= WORK REQUIRED =
Summarize the interview excerpt on labyrinths and secrecy in two sentences.

= READING PASSAGE =
◇ ◇ ◇ ◇

MF: It’s so interesting that you describe the labyrinth as Sarah’s creation. That is essentially how I came to see it, as I wrote that essay, but I don’t think I ever say it so directly. I mean, that’s a long chain of things to think. I’m not sure that progression is always, or even often true. Secrecy is certainly a natural and important stage of development for children (Jung also writes a lot about this), but I’m not sure that it always leads to revelation of our aloneness. I’m not sure that’s even true for me. Secrecy was an acute form of aloneness, yes. I love the idea of our secrets mapping our own transformation, and I do return to my own early instincts for secrecy a lot in my work. My secrets have mapped my transformation, yes, though I am very secretive! I’m sure unsecretive people have other habits that can be traced to decode some foreshadowing of their transformations. Here is what I think: we do build our own labyrinths, or choose them. We find ways of surviving the catastrophes that life deals us, and those survival mechanisms often lead us into the labyrinth. Secrecy is among these, for me. Letting go of them has been a big part of finding my way out. And the terrible beast that I face in the center, that fuming minotaur, is always me.

◇ ◇ ◇ ◇

= DATA EXCERPT =

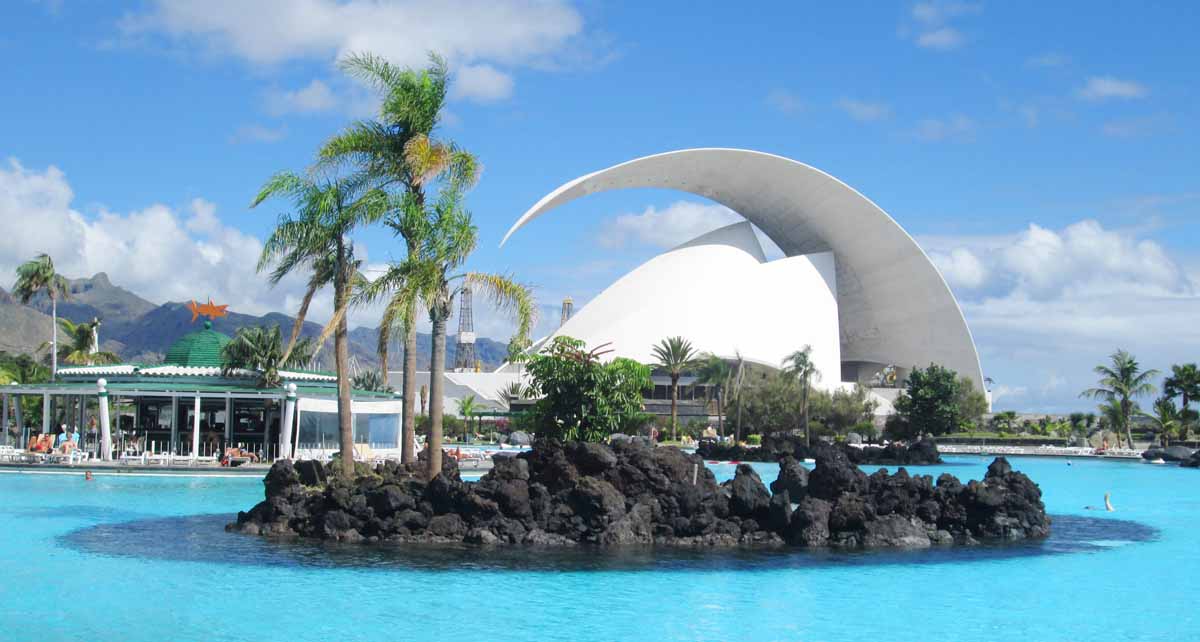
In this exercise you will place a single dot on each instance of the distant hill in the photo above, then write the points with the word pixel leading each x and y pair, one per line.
pixel 139 330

◇ ◇ ◇ ◇

= TASK RESULT =
The speaker accepts the idea of the labyrinth as Sarah's creation but doubts that childhood secrecy always leads to a revelation of one's aloneness, while granting that the speaker's own secrets have mapped a personal transformation. In the speaker's view, people build or choose their own labyrinths through the survival mechanisms they use against life's catastrophes, letting go of these (secrecy among them) has been a big part of finding the way out, and the minotaur at the center is always the speaker.